• [TASK DIRECTIONS] The expected answer comprises all lines from the entries that contain the string "below".

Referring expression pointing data
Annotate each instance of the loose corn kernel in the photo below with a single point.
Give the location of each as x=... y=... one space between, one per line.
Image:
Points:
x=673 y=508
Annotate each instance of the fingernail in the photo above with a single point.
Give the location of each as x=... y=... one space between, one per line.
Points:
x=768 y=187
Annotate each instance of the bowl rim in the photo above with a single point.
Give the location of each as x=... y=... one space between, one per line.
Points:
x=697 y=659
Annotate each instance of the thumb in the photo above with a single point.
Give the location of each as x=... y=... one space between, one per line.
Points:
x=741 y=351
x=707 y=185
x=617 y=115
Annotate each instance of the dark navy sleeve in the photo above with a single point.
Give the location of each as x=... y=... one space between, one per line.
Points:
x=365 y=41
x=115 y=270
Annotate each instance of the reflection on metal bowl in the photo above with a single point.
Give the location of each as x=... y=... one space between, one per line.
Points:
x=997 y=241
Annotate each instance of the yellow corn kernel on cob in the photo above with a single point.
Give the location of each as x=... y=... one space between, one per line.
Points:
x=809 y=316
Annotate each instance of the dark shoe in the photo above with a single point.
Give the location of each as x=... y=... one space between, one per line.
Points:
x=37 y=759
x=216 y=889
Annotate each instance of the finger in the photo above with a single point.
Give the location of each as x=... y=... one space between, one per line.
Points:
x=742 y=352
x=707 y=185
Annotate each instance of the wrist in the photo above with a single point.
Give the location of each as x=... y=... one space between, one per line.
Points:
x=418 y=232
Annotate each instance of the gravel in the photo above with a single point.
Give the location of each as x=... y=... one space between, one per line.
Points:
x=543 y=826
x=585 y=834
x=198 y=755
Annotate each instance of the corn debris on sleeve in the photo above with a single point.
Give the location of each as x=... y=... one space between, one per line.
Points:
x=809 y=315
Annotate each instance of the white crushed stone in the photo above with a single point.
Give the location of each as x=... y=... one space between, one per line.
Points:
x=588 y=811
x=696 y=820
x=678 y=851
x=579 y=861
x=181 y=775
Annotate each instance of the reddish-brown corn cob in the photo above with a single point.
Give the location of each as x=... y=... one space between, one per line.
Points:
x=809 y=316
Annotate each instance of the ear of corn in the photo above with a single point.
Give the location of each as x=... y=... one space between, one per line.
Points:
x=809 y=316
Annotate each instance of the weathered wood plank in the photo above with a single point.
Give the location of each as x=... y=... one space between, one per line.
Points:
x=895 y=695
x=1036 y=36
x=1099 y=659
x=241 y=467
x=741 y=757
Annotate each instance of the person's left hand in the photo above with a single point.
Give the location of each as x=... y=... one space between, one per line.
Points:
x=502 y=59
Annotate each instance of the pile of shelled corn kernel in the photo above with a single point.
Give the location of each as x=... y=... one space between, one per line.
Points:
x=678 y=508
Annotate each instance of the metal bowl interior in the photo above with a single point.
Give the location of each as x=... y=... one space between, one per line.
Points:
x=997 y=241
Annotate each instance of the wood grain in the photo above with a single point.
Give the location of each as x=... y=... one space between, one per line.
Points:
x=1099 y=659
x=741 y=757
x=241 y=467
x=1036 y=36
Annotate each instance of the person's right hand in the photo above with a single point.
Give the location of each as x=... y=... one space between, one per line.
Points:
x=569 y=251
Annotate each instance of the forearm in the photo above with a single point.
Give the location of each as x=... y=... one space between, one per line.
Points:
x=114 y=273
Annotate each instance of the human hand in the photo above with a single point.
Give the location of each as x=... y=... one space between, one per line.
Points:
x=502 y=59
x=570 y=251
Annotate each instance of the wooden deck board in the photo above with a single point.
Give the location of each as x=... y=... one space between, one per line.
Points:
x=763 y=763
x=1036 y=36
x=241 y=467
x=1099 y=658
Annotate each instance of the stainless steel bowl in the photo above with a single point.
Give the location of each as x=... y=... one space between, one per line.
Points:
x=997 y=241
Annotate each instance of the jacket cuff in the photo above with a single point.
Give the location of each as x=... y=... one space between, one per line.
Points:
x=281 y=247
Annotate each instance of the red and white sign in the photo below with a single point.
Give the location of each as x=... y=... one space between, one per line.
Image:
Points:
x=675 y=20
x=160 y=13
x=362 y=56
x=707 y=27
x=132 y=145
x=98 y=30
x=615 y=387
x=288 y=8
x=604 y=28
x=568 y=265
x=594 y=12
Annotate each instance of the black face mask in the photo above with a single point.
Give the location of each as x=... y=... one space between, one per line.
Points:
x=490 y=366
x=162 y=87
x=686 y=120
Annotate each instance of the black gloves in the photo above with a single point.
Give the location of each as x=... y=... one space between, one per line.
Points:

• [EXERCISE RESPONSE]
Annotate each instance of the loose corn kernel in the photo below with a single point.
Annotate each instance of the red and white sign in the photo below with a single point.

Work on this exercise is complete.